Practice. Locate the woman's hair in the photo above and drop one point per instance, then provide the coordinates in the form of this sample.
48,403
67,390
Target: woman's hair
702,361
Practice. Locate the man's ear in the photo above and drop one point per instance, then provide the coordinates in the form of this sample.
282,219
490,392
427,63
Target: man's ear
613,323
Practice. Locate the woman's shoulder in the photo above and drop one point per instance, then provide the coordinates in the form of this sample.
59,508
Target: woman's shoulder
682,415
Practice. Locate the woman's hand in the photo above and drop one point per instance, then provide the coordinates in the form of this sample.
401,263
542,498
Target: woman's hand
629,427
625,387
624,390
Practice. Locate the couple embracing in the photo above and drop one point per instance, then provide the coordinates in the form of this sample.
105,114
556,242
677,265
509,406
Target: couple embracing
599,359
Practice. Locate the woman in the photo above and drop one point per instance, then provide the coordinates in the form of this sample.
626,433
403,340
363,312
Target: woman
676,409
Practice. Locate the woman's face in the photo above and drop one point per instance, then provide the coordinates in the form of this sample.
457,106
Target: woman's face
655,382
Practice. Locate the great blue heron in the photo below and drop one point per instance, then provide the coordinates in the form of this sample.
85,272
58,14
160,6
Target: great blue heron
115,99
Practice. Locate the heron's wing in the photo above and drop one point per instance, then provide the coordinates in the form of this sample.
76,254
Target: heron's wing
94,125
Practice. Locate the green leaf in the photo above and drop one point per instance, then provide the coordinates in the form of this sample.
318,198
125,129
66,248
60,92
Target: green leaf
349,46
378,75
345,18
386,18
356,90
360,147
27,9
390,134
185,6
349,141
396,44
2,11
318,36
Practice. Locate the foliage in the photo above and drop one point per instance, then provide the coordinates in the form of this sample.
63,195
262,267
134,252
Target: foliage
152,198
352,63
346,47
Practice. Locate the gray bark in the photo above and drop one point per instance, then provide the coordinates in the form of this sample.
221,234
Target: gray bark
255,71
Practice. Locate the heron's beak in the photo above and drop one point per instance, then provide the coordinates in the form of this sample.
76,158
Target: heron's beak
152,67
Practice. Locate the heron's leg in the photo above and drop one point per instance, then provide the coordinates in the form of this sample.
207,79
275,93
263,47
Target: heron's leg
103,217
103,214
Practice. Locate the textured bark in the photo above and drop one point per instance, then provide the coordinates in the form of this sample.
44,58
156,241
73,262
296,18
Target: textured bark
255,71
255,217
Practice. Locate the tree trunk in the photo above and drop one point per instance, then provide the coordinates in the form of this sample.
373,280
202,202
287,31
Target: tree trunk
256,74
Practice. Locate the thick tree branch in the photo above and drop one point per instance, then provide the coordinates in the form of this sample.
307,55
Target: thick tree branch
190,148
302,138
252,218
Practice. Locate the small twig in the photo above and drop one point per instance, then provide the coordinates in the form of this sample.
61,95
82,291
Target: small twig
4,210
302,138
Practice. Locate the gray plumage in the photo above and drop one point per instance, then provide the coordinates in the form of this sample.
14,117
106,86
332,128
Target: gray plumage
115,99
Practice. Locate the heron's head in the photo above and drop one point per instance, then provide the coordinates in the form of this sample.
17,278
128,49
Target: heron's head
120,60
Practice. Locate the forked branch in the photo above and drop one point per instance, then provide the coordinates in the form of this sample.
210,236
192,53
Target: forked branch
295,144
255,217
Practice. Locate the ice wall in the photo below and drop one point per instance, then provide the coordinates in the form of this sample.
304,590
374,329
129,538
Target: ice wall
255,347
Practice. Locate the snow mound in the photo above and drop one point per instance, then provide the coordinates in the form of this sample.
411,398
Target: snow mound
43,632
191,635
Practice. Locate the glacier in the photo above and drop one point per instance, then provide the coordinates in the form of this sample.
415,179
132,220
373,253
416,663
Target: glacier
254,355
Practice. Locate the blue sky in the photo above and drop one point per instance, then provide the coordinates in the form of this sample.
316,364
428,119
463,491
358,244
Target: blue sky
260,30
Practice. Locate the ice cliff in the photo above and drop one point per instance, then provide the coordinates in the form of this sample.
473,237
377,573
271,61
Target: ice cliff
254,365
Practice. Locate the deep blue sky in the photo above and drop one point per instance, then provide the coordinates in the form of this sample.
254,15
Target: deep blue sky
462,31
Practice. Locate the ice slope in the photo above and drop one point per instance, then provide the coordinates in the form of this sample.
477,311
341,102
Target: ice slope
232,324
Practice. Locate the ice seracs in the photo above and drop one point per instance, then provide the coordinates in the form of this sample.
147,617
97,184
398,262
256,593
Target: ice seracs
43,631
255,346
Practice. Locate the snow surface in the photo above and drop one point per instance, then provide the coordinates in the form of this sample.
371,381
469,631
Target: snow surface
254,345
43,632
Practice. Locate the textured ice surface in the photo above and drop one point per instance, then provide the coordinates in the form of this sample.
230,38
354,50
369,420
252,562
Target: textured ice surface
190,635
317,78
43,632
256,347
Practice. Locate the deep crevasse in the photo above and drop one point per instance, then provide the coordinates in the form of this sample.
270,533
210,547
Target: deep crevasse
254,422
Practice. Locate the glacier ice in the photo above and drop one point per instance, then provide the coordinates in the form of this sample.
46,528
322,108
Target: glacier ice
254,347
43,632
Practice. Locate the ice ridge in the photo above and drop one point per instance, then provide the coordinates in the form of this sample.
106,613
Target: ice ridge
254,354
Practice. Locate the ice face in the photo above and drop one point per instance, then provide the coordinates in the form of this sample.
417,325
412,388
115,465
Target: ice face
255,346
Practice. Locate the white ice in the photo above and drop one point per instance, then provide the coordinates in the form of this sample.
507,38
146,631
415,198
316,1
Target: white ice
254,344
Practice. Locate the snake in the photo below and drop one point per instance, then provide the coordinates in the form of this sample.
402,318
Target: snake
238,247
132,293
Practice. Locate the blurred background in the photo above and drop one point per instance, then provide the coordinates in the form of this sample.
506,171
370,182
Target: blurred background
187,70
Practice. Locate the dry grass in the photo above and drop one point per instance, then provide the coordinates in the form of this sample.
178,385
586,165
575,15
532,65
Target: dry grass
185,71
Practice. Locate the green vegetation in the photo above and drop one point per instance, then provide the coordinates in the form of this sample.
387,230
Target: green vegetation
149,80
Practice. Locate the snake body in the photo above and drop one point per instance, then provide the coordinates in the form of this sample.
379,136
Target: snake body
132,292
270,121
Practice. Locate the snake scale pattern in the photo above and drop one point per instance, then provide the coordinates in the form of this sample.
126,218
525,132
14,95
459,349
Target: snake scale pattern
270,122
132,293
━━━━━━━━━━━━━━━━
◆ EXERCISE AIM ◆
Reproduce the listing above in full, substituting "mark one point per instance" for every occurrence of "drop one point per instance" and leaving everything else unchanged.

◆ REPLY TO THE EXERCISE ◆
Practice. Locate the woman's hair in the photo above and mark one point per instance, then provide the coordinates in the form of this sample.
48,403
67,390
Target: woman's hair
702,361
Practice. Locate the man's ear in the photo above and mark one point per instance, then provide the coordinates in the form of this sample.
282,219
490,392
427,63
Target: man's ear
613,323
Practice. Locate the woman's shoulder in the photo above and mark one point per instance, then provide the coordinates in the form of this sample.
59,508
Target: woman's shoulder
682,415
Practice. Locate the woman's hand in the photo above and mark one point per instance, then provide the coordinates in the form of this sample.
401,263
542,498
Target: woman's hand
629,427
625,387
624,390
Practice. Locate the couple embracing in the photo above and mark one point per instance, then provide the coordinates in the form of this sample.
105,114
556,242
677,265
509,406
Target: couple embracing
599,359
Practice. Locate the woman in the photo above and mark one point per instance, then provide the coordinates in the form of this sample.
626,433
403,340
363,312
Target: woman
676,409
Practice. Locate the woman's face in the photo above and mark one point per instance, then provide the coordinates in the form of this sample.
457,106
Target: woman's face
655,382
Practice. Locate the great blue heron in the photo below and mark one point per instance, then provide the coordinates in the form of this sample.
85,272
58,14
160,6
Target: great blue heron
115,99
Practice. Locate the heron's wing in the photo above and mark one point per instance, then provide the coordinates in the form of this sample.
76,254
Target: heron's wing
94,125
Practice. Locate the green leaf in the photo above and mark one point per instance, then provide the coordinates in the form of this sample.
318,198
125,129
66,248
60,92
Target: green leaf
349,46
378,75
345,18
386,18
356,90
360,147
27,9
390,134
185,6
349,141
396,44
2,11
318,36
Practice. Locate the foliage in the photo above and mark one point per instance, then provide the coordinates in the form of this sample.
63,195
262,267
134,252
Target: foliage
152,198
352,63
346,47
Practice. Locate the gray bark in the photo above and mark one point per instance, then provide the coordinates in the form of this sample.
221,234
Target: gray bark
255,71
Practice. Locate the heron's beak in the photo above and mark one point per instance, then provide the coordinates in the form of this sample.
76,158
Target: heron's beak
152,67
Practice. Locate the heron's leg in the photo above and mark one point per instance, then provide the coordinates in the form of this sample.
207,79
275,93
263,47
Target: heron's leg
103,217
103,214
Practice. Locate the textured bark in the photo above and mark one point per instance, then provide the coordinates in the form of this sample.
44,58
156,241
73,262
296,18
Target: textured bark
255,71
255,217
Practice. Locate the tree trunk in the photo above and mark one point per instance, then provide the coordinates in the form of this sample.
373,280
202,202
287,31
Target: tree trunk
256,74
Practice. Locate the thick tree branch in the photo above and mark one point per instance, then provide the coordinates in the form of this sample.
307,55
Target: thick tree branch
190,148
302,138
252,218
Practice. Locate the small twig in the photo above and mark one point per instance, then provide the coordinates in the form of this sample.
61,95
82,291
Target: small twig
4,210
302,138
Practice. Locate the gray plumage in the photo above and mark one point per instance, then provide the coordinates in the form of this sample.
14,117
106,86
332,128
Target: gray plumage
115,99
Practice. Locate the heron's head in the photo above and mark one point per instance, then provide the coordinates in the form of this sample.
17,278
128,49
Target: heron's head
120,60
Practice. Locate the forked branch in the photo above and mark one point per instance, then provide the coordinates in the form of this sample.
210,236
192,53
Target: forked branch
295,144
255,217
Practice. Locate the ice wall in the photo below and mark one point per instance, then provide the coordinates in the form of this sample.
304,590
374,329
129,538
Target: ice wall
255,347
Practice. Locate the snow mound in the photo above and mark one point per instance, then provide the coordinates in the form of this sample.
411,398
Target: snow mound
43,632
191,635
Practice. Locate the glacier in the photo above and mark one point per instance, then provide the coordinates in the form of this sample.
415,179
132,220
373,253
416,663
Target: glacier
254,355
Practice. Locate the blue sky in the photo above and mark one point per instance, then provide the coordinates in the form of this sample.
316,364
428,119
463,491
358,244
Target: blue sky
260,30
Practice. Locate the ice cliff in the photo above and mark one point per instance, then provide the coordinates in the form of this sample.
473,237
377,573
271,61
Target: ice cliff
254,365
Practice. Locate the deep blue sky in the photo above and mark one point per instance, then provide the coordinates in the form of this sample.
254,15
Target: deep blue sky
462,31
Practice. Locate the ice slope in the photo above and mark one point per instance, then provide the coordinates in the form of this sample.
477,311
341,102
Target: ice slope
232,324
Practice. Locate the ice seracs in the photo above and mark one point per instance, then provide the coordinates in the form of this sample.
147,617
97,184
398,262
256,593
Target: ice seracs
43,631
255,346
Practice. Locate the snow surface in the photo above and mark one point per instance, then provide the coordinates in the form of this sample.
371,381
469,631
Target: snow surface
254,345
43,632
Practice. Locate the textured ice surface in the photo above and mark one point per instance, then provide the coordinates in the form of this sample.
230,38
354,50
369,420
252,562
Target: textured ice surface
190,635
317,78
43,632
256,347
Practice. Locate the deep crevasse in the photo above and mark one point per instance, then provide the coordinates in the form of this sample.
270,533
210,547
Target: deep crevasse
254,422
Practice. Locate the glacier ice in the photo above and mark one point per instance, then provide the coordinates in the form of this sample.
46,528
322,108
Target: glacier ice
254,347
43,632
Practice. Locate the ice ridge in the photo above and mark one point per instance, then provide the coordinates in the form of this sample.
106,613
Target: ice ridge
254,354
Practice. Locate the ice face in the photo above and mark one point per instance, then provide the coordinates in the form of this sample.
417,325
412,388
115,465
Target: ice face
255,346
Practice. Locate the white ice in the photo above and mark one point per instance, then provide the coordinates in the form of this sample.
507,38
146,631
415,198
316,1
Target: white ice
254,344
Practice. Locate the snake in the photo below and mark one point per instance, then provide the coordinates in the form of this sample.
402,318
Target: snake
238,247
132,293
Practice. Locate the blurred background in the photo above and mark one point per instance, then provide the coordinates in the form of this sample.
506,171
370,182
Target: blurred background
187,70
Practice. Locate the dry grass in the photo above and mark one point per instance, then provide the coordinates in the form of this sample.
178,385
586,165
575,15
532,65
Target: dry grass
185,71
Practice. Locate the green vegetation in the photo above and mark one point per instance, then provide the coordinates in the form of this sample.
387,230
Target: green vegetation
149,80
Practice. Locate the snake body in the photo above and mark one point per instance, then provide the coordinates in the form of this sample.
379,136
Target: snake body
132,292
270,121
Practice. Locate the snake scale pattern in the photo above and mark one point per instance, then provide the coordinates in the form of this sample.
126,218
525,132
14,95
459,349
Target: snake scale pattern
270,122
132,293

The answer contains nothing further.